Given request 1: In the forum thread about really looking at your target, what does smitty say is most likely making Sarge's shots hit the right yoke?
Given request 2: From the forum thread about really looking at your target, repeat word for word the part that opens with the words containing "I'd like to" and closes with "the right yoke.".

Document extract:
****************************************

# Really look at your target



## smitty

The best advice I can give for accurate shooting is to be sure you are truly seeing the target. Concentrate on it and if you feel a loss in your attention, just pause, breathe and reset for a new shot. It feels almost like you are trying to guide the ammo to the bulls-eye with the lazer of your vision. I know it sounds corny, but besides proper form and technique, seeing and holding your attention through the entire shot is key to tighter groups.


----------



## NightKnight

Thanks for the tip Smitty! I have to say that I have found that to be true as well. If I look at a specific point on a target and focus on it, i shoot much better. If I just look at the target in general I am more inaccurate.


----------



## smitty

I'd like to hear some advice from Bill, Gary, Tom, Jaybird, Joerg, Geko, Mel and last, but far from the least would be the master of disaster himself........Baumstaum, or however you spell it!


----------



## Sarge

I sure need work on my form and technique. I broke the right yoke on my slingshot. Sometimes I shoot ok and at other times it hits the right yoke.


----------



## smitty

That is most likely from the fork not being held square, like one fork is closer to your anchor point than the other. This, if carried to the extreme, would actually cause the bands to touch each other at the fork ends. Thus a fork hit every time. Also, one band is being stretched more than the other. You probably already know this, but you never can tell sometimes how to help out a brother.

****************************************

Information provided:
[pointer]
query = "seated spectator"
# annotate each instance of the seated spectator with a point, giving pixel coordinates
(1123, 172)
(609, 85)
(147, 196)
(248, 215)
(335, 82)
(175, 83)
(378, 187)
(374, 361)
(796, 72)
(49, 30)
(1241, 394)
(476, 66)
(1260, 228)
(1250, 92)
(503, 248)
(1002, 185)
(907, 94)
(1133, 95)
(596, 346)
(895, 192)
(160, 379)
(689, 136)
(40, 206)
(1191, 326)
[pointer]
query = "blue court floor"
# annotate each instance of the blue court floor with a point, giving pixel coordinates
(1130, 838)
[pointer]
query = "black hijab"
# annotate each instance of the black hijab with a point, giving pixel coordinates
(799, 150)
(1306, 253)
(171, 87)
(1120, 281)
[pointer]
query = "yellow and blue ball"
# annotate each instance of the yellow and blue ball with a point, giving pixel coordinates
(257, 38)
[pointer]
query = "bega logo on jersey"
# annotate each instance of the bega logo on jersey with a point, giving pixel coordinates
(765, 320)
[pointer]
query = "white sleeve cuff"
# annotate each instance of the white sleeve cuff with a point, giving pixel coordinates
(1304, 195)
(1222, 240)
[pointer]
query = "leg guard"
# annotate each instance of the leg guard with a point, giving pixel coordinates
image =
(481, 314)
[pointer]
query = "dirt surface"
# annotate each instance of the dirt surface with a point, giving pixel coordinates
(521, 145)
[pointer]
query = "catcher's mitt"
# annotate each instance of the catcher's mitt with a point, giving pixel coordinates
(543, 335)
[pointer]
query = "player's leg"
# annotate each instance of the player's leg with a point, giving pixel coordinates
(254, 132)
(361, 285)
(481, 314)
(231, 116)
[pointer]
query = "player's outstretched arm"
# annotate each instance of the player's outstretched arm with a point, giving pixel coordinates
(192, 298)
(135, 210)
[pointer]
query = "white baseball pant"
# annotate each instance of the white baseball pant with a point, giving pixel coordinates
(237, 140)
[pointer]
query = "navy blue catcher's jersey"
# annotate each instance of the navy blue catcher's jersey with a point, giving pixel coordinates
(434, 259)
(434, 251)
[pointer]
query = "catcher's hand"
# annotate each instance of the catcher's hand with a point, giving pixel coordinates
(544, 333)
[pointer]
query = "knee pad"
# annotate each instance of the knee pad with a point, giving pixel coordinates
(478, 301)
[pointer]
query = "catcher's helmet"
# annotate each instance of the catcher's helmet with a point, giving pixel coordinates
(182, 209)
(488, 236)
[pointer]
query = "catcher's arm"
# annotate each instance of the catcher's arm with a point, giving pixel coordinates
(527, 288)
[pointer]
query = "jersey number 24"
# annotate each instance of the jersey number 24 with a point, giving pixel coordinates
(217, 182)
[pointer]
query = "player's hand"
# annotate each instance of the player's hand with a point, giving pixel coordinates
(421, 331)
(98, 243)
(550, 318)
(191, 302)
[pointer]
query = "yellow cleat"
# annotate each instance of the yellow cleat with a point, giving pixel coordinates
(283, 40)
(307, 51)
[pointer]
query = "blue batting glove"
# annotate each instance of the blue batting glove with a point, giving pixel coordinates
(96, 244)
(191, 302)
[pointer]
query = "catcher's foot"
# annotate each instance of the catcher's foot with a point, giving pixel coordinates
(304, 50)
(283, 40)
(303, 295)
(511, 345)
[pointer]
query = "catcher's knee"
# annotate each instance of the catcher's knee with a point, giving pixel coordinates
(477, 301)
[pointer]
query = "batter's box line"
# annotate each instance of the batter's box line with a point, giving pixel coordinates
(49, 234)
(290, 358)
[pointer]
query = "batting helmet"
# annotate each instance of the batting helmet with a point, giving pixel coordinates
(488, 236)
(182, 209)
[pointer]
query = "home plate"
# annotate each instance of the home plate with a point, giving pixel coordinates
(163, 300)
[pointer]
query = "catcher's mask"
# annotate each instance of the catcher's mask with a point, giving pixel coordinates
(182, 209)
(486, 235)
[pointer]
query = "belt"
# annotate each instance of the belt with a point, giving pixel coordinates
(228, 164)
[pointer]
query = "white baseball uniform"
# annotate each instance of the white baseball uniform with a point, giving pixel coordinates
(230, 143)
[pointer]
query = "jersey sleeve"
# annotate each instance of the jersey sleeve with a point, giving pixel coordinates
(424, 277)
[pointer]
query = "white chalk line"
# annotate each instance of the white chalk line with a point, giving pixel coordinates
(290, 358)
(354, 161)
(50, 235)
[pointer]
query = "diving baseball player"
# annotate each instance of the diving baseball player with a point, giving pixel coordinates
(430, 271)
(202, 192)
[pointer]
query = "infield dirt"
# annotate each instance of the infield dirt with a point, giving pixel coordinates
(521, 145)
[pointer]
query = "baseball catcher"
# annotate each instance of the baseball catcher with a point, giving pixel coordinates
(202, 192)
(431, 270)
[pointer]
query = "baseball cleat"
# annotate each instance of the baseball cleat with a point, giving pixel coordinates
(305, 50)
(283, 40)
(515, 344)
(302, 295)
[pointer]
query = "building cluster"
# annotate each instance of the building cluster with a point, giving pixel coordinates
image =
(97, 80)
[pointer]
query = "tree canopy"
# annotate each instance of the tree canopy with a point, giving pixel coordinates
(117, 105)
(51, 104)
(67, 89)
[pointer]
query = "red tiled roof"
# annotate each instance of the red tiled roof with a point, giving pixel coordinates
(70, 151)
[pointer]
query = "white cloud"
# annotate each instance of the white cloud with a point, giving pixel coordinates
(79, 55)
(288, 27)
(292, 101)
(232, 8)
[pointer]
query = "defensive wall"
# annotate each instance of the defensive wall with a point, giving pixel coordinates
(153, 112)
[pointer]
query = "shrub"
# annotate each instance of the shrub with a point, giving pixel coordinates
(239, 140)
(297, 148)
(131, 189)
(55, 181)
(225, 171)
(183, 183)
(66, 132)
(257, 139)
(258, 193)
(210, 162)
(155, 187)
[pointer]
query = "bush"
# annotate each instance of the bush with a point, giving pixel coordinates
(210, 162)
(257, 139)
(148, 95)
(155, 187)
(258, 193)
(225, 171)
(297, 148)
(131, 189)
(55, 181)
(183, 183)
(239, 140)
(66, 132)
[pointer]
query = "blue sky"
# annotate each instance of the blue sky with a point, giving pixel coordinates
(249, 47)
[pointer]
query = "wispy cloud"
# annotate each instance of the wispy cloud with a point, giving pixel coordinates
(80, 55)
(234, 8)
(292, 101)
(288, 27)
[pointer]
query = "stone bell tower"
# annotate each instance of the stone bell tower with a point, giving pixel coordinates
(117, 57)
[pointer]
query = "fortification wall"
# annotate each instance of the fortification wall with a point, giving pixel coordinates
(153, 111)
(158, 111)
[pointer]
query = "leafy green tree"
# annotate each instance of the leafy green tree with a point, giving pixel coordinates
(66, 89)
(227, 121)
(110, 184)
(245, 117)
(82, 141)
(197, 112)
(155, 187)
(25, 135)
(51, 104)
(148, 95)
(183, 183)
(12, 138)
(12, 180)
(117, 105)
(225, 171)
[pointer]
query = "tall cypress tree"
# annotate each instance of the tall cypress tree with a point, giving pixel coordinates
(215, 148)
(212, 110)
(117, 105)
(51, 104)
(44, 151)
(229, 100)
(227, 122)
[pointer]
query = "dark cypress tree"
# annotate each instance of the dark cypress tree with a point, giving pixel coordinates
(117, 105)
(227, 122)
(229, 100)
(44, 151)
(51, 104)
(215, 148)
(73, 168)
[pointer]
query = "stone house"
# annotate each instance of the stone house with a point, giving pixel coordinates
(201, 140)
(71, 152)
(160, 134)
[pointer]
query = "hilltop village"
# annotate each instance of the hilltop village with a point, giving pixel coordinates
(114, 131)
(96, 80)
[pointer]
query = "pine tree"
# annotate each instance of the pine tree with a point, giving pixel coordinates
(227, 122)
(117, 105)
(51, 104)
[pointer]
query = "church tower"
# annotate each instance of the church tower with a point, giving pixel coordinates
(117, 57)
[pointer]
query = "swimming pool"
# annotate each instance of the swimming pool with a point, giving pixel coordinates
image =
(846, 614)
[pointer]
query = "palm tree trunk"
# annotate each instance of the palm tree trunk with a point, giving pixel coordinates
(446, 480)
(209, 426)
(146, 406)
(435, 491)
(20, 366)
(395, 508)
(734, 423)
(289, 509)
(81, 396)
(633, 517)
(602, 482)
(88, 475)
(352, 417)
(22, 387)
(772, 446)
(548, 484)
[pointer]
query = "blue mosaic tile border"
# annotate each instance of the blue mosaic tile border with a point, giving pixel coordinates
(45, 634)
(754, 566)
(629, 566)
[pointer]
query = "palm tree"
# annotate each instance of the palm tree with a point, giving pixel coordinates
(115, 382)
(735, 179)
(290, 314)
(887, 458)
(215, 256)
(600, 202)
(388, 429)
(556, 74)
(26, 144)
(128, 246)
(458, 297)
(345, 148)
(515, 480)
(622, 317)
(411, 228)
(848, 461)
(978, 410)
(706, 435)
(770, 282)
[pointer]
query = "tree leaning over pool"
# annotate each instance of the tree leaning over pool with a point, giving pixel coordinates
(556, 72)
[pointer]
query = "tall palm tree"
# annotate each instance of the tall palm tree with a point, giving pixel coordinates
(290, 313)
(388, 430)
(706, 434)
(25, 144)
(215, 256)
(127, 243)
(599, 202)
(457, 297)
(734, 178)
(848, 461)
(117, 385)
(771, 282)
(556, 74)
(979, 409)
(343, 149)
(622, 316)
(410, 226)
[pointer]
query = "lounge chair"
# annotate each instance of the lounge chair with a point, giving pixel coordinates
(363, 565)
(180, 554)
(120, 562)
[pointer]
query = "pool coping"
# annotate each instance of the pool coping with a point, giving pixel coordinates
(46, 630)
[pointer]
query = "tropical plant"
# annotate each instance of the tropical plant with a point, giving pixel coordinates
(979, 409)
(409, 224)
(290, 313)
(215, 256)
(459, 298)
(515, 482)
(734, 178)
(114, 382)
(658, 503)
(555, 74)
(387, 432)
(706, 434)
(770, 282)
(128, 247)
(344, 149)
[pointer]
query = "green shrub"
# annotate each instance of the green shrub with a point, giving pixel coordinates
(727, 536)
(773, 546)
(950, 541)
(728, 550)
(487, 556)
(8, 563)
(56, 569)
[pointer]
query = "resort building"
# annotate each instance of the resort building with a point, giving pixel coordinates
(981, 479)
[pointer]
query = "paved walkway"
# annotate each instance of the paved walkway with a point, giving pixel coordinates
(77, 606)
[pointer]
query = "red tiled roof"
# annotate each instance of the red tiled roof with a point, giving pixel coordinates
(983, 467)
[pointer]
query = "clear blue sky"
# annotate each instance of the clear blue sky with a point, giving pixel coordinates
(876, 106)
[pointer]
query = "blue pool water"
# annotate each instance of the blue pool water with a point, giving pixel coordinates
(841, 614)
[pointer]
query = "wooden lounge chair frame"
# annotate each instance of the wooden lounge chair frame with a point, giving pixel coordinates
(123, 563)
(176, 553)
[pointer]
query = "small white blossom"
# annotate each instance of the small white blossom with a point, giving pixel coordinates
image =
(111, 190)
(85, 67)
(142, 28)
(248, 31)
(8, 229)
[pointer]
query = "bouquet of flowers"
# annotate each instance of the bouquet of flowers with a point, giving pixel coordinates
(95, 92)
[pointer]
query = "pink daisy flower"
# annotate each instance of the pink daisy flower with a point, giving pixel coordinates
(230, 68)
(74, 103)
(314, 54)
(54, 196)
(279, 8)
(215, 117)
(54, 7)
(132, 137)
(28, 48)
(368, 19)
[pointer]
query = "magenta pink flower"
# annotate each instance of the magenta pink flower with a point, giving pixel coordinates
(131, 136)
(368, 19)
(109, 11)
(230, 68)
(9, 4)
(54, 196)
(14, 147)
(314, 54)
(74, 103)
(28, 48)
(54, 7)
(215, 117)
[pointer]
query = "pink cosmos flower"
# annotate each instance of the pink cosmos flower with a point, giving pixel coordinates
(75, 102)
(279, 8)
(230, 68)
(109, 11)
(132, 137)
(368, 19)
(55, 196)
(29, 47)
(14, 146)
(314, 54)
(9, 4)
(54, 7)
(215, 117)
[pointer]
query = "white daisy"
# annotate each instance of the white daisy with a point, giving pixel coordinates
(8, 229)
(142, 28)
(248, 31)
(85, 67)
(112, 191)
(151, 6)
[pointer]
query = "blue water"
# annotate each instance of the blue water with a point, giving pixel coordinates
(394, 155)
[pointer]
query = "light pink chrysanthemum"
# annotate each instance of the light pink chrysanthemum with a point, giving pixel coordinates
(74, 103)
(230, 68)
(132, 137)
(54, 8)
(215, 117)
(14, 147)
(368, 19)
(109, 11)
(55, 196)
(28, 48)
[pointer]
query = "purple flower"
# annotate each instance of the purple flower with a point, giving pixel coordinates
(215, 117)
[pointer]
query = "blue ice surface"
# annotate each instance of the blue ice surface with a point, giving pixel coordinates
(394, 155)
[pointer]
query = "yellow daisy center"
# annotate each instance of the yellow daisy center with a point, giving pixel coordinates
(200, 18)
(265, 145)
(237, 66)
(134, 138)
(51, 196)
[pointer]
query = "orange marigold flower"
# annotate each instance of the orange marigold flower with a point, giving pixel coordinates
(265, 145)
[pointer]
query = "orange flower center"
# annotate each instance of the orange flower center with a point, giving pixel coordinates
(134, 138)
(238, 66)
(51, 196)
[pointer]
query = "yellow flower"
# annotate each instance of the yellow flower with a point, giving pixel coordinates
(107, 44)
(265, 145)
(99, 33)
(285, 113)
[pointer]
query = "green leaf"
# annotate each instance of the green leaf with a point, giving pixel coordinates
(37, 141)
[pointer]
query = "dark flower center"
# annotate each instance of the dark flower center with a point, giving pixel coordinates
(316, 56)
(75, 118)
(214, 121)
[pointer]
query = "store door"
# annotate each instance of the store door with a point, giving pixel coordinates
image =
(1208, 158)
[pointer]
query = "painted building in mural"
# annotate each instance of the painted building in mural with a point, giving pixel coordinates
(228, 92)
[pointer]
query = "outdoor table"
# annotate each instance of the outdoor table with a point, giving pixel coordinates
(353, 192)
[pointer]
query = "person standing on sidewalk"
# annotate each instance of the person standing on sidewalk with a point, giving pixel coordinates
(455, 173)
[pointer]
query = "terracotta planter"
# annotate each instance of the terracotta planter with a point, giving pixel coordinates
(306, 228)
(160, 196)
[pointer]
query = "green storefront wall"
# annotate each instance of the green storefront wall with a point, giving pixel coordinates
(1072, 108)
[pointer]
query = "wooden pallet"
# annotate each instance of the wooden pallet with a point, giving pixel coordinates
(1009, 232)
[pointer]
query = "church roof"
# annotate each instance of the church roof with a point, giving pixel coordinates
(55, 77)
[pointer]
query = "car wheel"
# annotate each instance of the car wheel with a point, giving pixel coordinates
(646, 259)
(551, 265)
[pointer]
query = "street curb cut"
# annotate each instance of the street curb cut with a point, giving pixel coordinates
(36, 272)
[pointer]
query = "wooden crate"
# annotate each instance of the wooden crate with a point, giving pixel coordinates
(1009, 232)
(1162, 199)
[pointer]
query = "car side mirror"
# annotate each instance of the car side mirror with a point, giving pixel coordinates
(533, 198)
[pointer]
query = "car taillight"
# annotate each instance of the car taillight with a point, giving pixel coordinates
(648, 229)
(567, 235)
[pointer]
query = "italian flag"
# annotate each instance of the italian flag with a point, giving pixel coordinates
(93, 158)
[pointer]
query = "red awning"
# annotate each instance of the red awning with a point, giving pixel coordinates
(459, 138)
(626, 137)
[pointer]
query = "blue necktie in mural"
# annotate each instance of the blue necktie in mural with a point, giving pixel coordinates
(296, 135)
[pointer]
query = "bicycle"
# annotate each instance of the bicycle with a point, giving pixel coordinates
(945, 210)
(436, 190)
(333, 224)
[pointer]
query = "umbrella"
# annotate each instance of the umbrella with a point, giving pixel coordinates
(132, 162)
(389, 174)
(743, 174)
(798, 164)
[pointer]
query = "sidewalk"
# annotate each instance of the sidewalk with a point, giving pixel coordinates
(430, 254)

****************************************

Exercise answer 1: The fork is not being held square, so one fork is closer to the anchor point than the other.

Exercise answer 2:
I'd like to hear some advice from Bill, Gary, Tom, Jaybird, Joerg, Geko, Mel and last, but far from the least would be the master of disaster himself........Baumstaum, or however you spell it!


----------



## Sarge

I sure need work on my form and technique. I broke the right yoke on my slingshot. Sometimes I shoot ok and at other times it hits the right yoke.